- _Source text_
-- start --

There are 'students' wandering around the campus surreptitiously distributing copies of a broadsheet printed by the Citizens Electoral Council denying the existence of global warming and claiming - wait for it - it's a hoax perpetrated by people who want to commit genocide on our world's six billion population. They've also been seen eyeing off bikes and are suspected of stealing some things from other buildings.

It seems to me that this election campaign is getting really ugly. We've had the mud-slinging from the Prime Minister that succeeded only in damaging the reputation of his own party members. Now he's trumpeting the "the unions will win" line. In this age of Dog Whistle Politics, I get extremely suspicious when I see some new phrase come out of John Howard's mouth, as I suspect it's the sort of thing that is designed to leave most of us saying "how would that be possible then?" but send shivers running down the spines of a specific demographic.

-- end --

- _Work instructions_
According to the post about campus broadsheets and the election campaign, which organization printed the broadsheet being distributed on campus?

- _Dataset section_
-- start --

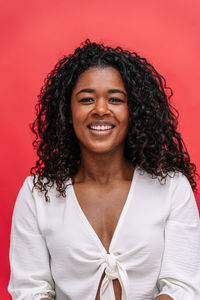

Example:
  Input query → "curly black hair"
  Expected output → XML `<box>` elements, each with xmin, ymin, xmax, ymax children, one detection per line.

-- end --

- _Reply to the task_
The Citizens Electoral Council.